Exercise objective |
Copy the rows below from the line containing "of the blue" through the end of the records, replacing "overalls" with "coveralls" and leaving everything else unchanged.

Data entries |
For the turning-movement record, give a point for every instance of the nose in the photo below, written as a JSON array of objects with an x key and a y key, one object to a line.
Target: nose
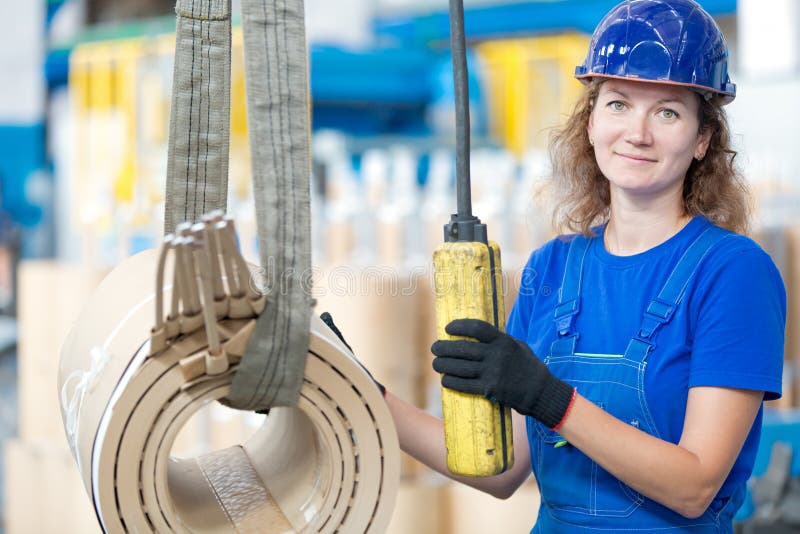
[{"x": 638, "y": 132}]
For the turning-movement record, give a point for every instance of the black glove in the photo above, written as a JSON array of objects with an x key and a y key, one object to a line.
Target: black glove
[
  {"x": 502, "y": 369},
  {"x": 328, "y": 320}
]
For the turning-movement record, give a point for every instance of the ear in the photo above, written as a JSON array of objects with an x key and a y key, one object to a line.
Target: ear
[{"x": 703, "y": 140}]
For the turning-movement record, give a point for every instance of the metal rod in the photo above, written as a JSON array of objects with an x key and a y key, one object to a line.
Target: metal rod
[{"x": 458, "y": 44}]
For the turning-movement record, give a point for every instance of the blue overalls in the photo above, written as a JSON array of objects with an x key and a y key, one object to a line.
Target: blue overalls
[{"x": 577, "y": 495}]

Problem solution |
For the turning-movement record, give a point for every instance of the blue coveralls in the photo above, written as a JSON array of objects with an x key and a y key, one object to a line.
Target: blue coveralls
[{"x": 577, "y": 495}]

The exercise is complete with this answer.